**Instructions to follow:**
Retype the entries below word for word, leaving none out.

**Data for review:**
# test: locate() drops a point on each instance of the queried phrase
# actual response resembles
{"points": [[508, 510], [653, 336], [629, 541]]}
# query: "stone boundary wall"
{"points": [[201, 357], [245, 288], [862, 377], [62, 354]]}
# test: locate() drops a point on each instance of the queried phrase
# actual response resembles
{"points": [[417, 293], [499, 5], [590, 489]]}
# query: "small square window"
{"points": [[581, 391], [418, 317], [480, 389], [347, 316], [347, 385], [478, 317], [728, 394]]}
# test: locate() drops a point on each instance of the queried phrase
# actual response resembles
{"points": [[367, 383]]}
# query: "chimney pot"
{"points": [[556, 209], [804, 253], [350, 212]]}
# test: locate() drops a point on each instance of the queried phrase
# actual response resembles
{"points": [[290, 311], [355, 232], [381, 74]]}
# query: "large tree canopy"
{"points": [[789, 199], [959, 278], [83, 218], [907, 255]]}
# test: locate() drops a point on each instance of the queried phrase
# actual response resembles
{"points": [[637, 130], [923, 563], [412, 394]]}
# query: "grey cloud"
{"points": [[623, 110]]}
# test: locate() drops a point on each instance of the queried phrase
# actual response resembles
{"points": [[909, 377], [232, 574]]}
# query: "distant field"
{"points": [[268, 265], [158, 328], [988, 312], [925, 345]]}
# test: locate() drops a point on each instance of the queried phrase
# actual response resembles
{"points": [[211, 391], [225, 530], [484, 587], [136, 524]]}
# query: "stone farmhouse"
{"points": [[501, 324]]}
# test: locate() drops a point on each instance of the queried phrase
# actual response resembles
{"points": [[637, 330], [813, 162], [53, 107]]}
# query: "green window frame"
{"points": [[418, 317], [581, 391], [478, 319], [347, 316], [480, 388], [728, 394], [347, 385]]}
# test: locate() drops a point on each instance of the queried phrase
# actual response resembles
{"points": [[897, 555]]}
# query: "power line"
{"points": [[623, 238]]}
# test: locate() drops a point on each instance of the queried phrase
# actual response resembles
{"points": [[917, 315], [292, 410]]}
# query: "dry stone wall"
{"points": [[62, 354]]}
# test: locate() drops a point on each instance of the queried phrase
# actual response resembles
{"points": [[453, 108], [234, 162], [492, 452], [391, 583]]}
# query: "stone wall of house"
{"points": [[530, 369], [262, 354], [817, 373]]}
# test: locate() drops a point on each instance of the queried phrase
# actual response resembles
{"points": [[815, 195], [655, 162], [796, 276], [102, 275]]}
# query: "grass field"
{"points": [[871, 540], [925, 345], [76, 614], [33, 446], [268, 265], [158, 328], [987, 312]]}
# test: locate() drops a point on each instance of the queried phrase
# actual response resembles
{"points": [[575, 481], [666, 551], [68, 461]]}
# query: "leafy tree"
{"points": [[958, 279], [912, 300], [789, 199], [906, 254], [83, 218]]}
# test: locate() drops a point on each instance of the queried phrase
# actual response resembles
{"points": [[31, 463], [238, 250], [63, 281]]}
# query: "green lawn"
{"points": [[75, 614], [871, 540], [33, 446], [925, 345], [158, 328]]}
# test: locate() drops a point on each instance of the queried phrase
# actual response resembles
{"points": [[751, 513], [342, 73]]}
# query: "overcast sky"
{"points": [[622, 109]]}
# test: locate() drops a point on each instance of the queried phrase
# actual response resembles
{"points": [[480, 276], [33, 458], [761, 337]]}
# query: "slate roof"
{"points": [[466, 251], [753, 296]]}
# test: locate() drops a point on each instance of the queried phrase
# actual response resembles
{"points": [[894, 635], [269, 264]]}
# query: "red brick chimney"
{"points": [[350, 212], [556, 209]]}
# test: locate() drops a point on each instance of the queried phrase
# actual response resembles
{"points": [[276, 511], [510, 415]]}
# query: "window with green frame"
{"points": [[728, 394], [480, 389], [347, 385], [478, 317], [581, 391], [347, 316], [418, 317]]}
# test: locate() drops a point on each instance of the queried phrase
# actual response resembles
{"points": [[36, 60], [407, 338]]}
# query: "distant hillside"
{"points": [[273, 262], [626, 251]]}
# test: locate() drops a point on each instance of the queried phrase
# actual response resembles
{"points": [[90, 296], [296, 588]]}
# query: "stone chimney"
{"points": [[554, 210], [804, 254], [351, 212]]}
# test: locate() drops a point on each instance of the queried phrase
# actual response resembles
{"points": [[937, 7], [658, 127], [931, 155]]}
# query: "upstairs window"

**Expected answer:**
# test: locate() drops a point on each instance of the queried phrase
# actual response resembles
{"points": [[508, 510], [653, 336], [629, 541]]}
# query: "stone boundary wall"
{"points": [[201, 357], [245, 288], [862, 377], [62, 354]]}
# test: locate() drops a point on each instance of the queried phrase
# actual response resembles
{"points": [[417, 293], [499, 5], [590, 489]]}
# query: "small square window"
{"points": [[581, 391], [418, 317], [480, 389], [347, 316], [347, 385], [478, 317], [728, 394]]}
# test: locate() drops a point on each instance of the queried phrase
# actual response resembles
{"points": [[367, 383]]}
# query: "chimney pot"
{"points": [[556, 209], [804, 253], [350, 212]]}
# test: locate() drops a point on each instance of the queried phrase
# actual response resembles
{"points": [[290, 311], [355, 232], [381, 74]]}
# query: "large tree canopy"
{"points": [[789, 199], [959, 278], [83, 218], [907, 255]]}
# test: locate() drops a point on each instance of the queried phrase
# actual response resembles
{"points": [[637, 130], [923, 563], [412, 394]]}
# query: "grey cloud"
{"points": [[623, 110]]}
# test: locate() drops a point on each instance of the queried phrase
# actual response resembles
{"points": [[909, 377], [232, 574]]}
# query: "distant field"
{"points": [[268, 265], [158, 328], [988, 312], [925, 345]]}
# test: locate() drops a point on each instance of the queried phrase
# actual response resembles
{"points": [[211, 391], [225, 530], [484, 587], [136, 524]]}
# query: "stone farmhouse"
{"points": [[501, 324]]}
# test: locate() drops a point on each instance of the queried phrase
# actual response resembles
{"points": [[637, 330], [813, 162], [53, 107]]}
# query: "green window frame"
{"points": [[418, 317], [581, 391], [478, 319], [347, 316], [480, 388], [728, 394], [347, 385]]}
# test: locate() drops a point on each instance of the queried phrase
# actual response resembles
{"points": [[897, 555]]}
# query: "power line"
{"points": [[623, 238]]}
# test: locate() drops a point on each instance of the queried phrase
# actual response resembles
{"points": [[917, 315], [292, 410]]}
# query: "dry stone wall"
{"points": [[62, 354]]}
# test: locate() drops a point on each instance of the queried phrase
# actual response resembles
{"points": [[453, 108], [234, 162], [492, 452], [391, 583]]}
# query: "stone wall of house"
{"points": [[530, 369], [262, 354], [817, 373]]}
# test: locate() drops a point on each instance of the queried phrase
# actual response resembles
{"points": [[815, 195], [655, 162], [796, 276], [102, 275]]}
# query: "grass field"
{"points": [[871, 540], [925, 345], [76, 614], [33, 446], [268, 265], [158, 328], [987, 312]]}
# test: locate() drops a point on each instance of the queried phrase
# actual response resembles
{"points": [[575, 481], [666, 551], [68, 461]]}
# query: "leafy tree"
{"points": [[958, 279], [912, 300], [789, 199], [906, 254], [83, 218]]}
# test: locate() drops a point on each instance of the queried phrase
# actual response resembles
{"points": [[31, 463], [238, 250], [63, 281]]}
# query: "green lawn"
{"points": [[75, 614], [871, 540], [33, 446], [925, 345], [158, 328]]}
# test: locate() drops a point on each instance of the queried phrase
# actual response resembles
{"points": [[751, 513], [342, 73]]}
# query: "overcast sky"
{"points": [[622, 109]]}
# test: locate() drops a point on each instance of the queried phrase
# actual response resembles
{"points": [[480, 276], [33, 458], [761, 337]]}
# query: "slate roof"
{"points": [[466, 251], [753, 296]]}
# test: locate() drops a point on each instance of the queried phrase
# actual response resembles
{"points": [[894, 635], [269, 264]]}
# query: "red brick chimney"
{"points": [[350, 212], [556, 209]]}
# test: locate() drops a point on each instance of the queried phrase
# actual response resembles
{"points": [[276, 511], [510, 415]]}
# query: "window with green frame"
{"points": [[728, 394], [480, 389], [347, 385], [478, 317], [581, 391], [347, 316], [418, 317]]}
# test: locate() drops a point on each instance of the queried phrase
# actual response resembles
{"points": [[36, 60], [407, 338]]}
# query: "distant hillside"
{"points": [[273, 262], [626, 251]]}
# test: locate() drops a point on each instance of the queried phrase
# actual response resembles
{"points": [[90, 296], [296, 588]]}
# query: "stone chimney"
{"points": [[554, 210], [804, 254], [351, 212]]}
# test: locate() drops a point on each instance of the queried phrase
# actual response resembles
{"points": [[937, 7], [658, 127], [931, 155]]}
# query: "upstairs window"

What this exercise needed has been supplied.